*THE TASK*. Switch "place a marker" to "put a pin" everywhere in the records below and write them all out again with nothing else changed. Leave the pictures out.

---------------

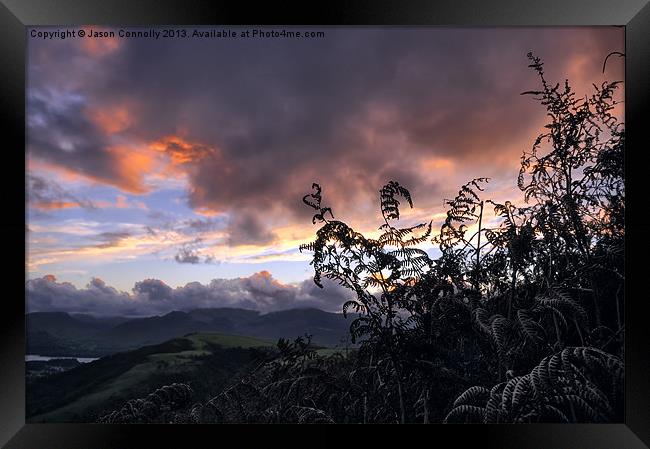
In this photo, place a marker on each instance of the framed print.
(366, 214)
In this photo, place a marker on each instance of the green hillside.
(207, 361)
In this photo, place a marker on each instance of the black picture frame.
(634, 15)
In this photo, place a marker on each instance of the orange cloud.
(437, 164)
(132, 165)
(181, 151)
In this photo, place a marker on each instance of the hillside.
(207, 361)
(62, 334)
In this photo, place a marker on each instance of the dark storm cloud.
(248, 229)
(348, 111)
(44, 194)
(259, 291)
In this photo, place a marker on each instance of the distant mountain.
(59, 333)
(208, 361)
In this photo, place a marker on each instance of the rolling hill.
(207, 361)
(62, 334)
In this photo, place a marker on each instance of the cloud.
(111, 239)
(259, 291)
(248, 125)
(248, 229)
(45, 195)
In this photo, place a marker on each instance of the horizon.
(161, 172)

---------------

*EXERCISE RESULT*.
In this photo, put a pin on each instance of the framed print.
(366, 214)
In this photo, put a pin on each instance of the green hillside.
(207, 361)
In this photo, put a pin on each instance of the black picture frame.
(634, 15)
In this photo, put a pin on each instance of the orange cloud.
(437, 164)
(132, 165)
(181, 151)
In this photo, put a pin on each instance of the hillside.
(207, 361)
(62, 334)
In this photo, put a pin on each instance of the dark storm cloud.
(248, 229)
(348, 111)
(44, 194)
(259, 291)
In this photo, put a pin on each instance of the distant mountain.
(59, 333)
(208, 361)
In this photo, put a pin on each instance of the rolling hill.
(207, 361)
(62, 334)
In this photo, put a pin on each instance of the cloud.
(111, 239)
(259, 291)
(248, 125)
(248, 229)
(45, 195)
In this photo, put a pin on each instance of the horizon.
(161, 172)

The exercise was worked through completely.